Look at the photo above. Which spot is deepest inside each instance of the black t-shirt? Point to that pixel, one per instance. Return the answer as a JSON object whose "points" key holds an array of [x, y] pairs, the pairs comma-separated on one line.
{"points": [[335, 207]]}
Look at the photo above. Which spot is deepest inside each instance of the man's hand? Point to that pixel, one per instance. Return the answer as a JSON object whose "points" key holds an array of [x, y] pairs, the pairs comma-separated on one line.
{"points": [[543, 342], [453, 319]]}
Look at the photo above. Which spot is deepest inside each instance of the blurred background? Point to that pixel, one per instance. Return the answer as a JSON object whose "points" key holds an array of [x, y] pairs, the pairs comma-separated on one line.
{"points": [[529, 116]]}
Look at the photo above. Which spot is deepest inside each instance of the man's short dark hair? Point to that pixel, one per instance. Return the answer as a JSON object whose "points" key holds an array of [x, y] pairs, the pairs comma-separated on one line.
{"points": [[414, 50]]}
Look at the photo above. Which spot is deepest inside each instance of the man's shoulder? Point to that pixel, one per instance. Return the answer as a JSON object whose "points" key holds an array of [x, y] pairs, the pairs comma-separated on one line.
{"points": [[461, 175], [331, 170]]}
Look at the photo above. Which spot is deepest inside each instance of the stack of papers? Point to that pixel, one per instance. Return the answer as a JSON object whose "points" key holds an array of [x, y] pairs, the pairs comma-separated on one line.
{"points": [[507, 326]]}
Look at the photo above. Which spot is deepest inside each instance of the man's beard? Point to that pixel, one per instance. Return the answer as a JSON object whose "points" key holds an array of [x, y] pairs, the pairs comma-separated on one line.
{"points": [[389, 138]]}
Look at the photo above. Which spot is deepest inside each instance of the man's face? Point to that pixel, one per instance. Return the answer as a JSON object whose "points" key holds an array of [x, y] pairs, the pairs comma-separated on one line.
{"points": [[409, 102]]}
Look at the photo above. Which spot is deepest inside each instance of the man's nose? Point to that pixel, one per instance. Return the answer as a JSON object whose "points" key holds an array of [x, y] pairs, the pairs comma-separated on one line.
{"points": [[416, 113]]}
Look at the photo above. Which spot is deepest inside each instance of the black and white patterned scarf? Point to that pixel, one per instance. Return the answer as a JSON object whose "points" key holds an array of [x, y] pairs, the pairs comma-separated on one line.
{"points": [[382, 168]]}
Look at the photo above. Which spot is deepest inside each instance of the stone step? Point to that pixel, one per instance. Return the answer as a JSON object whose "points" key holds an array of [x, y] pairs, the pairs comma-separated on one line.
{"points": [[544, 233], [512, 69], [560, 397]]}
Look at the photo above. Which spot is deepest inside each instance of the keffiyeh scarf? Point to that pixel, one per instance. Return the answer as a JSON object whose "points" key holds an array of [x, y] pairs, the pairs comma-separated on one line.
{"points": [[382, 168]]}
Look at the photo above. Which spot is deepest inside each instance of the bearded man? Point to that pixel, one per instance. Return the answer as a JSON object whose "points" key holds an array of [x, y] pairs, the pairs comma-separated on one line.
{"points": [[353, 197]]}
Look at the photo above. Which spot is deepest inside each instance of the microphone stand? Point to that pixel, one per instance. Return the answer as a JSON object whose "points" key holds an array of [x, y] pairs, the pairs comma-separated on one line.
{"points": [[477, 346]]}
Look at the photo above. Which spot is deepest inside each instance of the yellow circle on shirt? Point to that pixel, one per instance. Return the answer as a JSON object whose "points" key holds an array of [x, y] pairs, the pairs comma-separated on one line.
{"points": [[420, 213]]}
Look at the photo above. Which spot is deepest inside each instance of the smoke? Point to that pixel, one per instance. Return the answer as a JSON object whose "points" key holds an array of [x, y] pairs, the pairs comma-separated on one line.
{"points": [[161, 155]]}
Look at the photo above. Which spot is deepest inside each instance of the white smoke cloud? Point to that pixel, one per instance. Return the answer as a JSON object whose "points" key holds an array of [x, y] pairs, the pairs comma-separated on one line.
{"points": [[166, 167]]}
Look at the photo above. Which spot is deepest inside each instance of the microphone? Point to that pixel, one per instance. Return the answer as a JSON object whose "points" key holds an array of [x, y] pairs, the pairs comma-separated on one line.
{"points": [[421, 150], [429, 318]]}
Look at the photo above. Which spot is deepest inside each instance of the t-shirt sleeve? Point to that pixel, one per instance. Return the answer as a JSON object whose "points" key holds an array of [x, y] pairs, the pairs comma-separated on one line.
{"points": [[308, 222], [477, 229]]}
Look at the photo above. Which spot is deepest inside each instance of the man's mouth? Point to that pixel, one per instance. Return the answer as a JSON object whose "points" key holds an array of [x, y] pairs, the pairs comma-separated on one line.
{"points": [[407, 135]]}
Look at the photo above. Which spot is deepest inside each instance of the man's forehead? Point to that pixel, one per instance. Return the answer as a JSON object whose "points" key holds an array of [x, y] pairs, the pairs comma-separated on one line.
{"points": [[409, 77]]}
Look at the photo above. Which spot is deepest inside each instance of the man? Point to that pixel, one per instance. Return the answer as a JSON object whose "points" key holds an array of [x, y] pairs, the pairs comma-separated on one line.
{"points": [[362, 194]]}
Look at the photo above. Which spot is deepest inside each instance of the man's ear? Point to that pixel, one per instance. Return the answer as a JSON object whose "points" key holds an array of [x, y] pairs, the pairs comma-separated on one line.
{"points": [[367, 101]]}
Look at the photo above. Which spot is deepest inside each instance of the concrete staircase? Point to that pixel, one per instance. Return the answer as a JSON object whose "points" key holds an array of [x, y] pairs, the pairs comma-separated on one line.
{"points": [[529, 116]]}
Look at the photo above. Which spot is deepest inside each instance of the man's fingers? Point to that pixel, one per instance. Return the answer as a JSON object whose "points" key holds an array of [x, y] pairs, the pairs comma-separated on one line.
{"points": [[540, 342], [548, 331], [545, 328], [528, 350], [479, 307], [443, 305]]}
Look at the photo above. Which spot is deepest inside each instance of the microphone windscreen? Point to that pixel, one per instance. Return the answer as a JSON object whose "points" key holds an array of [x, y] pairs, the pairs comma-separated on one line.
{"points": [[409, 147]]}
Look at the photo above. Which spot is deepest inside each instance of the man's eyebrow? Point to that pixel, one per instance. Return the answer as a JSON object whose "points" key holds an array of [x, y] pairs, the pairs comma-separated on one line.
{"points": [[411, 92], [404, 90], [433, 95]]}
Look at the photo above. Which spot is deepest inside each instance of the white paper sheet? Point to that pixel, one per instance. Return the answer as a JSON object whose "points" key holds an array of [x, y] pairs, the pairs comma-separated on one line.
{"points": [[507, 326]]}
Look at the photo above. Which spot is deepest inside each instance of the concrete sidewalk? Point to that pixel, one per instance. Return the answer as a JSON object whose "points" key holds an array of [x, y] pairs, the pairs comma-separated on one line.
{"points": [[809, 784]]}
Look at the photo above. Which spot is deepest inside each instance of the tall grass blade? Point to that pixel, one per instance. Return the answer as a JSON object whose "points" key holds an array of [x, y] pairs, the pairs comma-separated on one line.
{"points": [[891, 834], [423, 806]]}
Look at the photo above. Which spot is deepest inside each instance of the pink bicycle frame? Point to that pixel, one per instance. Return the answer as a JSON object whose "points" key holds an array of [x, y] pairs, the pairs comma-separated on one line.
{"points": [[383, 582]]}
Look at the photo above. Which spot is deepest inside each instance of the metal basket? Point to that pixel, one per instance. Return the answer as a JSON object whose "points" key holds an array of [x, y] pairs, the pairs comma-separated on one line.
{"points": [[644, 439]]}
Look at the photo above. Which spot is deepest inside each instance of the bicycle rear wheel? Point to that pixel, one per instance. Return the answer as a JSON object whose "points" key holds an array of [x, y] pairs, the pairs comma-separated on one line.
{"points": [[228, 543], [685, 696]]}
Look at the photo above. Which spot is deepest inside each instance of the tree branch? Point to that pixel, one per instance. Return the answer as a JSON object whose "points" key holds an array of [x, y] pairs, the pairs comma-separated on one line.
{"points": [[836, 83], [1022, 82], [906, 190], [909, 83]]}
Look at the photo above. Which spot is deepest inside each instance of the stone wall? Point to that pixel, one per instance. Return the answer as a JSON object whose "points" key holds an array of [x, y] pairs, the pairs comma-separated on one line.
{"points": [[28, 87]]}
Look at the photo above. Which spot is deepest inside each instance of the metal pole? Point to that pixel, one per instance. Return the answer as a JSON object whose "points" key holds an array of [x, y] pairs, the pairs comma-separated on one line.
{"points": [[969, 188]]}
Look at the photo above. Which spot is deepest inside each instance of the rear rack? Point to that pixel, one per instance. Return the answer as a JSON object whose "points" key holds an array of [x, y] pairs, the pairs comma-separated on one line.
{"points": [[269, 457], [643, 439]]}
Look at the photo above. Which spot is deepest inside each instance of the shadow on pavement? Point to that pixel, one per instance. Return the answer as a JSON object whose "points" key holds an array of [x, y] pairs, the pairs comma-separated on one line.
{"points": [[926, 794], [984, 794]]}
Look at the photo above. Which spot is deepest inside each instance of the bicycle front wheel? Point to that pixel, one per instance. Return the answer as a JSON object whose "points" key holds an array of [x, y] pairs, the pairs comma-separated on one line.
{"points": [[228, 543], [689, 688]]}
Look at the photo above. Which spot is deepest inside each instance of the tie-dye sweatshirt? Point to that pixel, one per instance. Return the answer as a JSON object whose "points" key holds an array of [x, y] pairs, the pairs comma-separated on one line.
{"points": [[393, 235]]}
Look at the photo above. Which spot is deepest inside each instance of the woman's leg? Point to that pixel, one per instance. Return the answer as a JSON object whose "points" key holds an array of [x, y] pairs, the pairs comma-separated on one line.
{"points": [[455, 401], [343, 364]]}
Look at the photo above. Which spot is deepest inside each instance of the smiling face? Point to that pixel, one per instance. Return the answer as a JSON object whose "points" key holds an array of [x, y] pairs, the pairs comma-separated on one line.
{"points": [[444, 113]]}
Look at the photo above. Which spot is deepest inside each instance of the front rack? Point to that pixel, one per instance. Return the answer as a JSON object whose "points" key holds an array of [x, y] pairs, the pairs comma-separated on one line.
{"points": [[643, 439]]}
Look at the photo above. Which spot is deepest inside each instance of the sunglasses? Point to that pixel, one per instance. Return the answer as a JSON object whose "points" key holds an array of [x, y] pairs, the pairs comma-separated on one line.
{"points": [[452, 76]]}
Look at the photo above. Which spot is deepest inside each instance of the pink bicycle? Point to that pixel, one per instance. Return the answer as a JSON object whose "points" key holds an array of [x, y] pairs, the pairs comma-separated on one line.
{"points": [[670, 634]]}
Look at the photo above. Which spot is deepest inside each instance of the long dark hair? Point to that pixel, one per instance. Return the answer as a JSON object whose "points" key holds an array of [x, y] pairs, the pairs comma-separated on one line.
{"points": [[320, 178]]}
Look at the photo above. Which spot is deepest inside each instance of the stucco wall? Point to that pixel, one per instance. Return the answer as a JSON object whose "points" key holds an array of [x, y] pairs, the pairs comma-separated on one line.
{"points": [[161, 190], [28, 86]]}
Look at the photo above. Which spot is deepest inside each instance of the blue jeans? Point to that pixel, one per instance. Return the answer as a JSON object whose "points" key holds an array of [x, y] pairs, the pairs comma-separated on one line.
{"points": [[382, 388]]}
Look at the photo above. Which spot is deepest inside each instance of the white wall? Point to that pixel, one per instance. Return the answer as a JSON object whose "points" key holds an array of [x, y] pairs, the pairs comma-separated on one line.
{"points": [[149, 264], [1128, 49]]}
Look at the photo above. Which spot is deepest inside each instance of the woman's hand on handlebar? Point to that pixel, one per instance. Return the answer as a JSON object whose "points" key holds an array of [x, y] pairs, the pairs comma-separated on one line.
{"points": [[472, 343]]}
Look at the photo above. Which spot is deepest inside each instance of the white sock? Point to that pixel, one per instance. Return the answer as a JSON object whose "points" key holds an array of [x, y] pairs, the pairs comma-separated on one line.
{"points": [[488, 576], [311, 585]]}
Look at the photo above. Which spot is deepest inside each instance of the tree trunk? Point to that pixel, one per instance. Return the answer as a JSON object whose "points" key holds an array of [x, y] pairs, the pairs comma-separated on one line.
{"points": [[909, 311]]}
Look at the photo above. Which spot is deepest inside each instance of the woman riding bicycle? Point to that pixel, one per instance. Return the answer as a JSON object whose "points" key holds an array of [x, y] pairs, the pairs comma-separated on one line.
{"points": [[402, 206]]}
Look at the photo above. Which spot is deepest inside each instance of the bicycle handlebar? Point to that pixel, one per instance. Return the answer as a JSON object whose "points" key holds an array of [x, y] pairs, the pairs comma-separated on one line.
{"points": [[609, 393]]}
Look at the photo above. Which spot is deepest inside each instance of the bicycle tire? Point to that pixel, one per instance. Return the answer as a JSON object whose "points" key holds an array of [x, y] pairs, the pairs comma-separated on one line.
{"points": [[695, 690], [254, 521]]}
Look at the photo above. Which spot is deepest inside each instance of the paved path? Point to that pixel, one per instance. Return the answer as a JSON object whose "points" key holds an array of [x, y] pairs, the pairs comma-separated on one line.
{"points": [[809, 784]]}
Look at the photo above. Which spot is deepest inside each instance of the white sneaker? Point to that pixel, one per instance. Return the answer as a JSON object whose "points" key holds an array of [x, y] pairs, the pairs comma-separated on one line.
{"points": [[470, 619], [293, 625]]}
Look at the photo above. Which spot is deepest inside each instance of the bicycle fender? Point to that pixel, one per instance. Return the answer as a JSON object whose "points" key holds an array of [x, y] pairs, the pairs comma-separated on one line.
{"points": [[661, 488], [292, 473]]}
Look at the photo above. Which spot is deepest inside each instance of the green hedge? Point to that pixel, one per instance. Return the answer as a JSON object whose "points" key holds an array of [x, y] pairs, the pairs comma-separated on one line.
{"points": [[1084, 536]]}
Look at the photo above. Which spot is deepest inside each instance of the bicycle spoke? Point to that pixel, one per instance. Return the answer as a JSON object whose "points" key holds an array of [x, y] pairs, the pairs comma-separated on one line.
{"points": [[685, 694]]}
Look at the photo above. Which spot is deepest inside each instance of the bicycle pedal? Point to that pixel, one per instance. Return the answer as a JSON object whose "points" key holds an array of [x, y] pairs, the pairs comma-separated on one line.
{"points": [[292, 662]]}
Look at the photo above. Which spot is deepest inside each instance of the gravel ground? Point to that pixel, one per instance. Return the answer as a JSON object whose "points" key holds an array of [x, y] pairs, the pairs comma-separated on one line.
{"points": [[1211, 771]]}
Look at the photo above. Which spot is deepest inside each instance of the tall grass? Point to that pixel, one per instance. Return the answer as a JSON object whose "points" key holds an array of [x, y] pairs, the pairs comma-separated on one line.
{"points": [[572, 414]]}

+ + + + + + +

● Task requirements
Copy each line exactly, from the line containing "of the gravel" down to the last line of the material, and no other lines.

● Expected answer
Look at the photo above. Which spot is deepest inside each instance of the gravel ground? Point to that pixel, one per instance. Return the answer as a JSON object whose "points" key holds an array of [x, y] pairs, the pairs comma-separated on one line.
{"points": [[1211, 771]]}
Look at the photo above. Which spot is deepest inside each instance of the tall grass? Point to that pixel, one per instance. Return the answer as a JSON object whose "points" key holds an array of [x, y] pairs, the pairs comma-separated on one line.
{"points": [[572, 414]]}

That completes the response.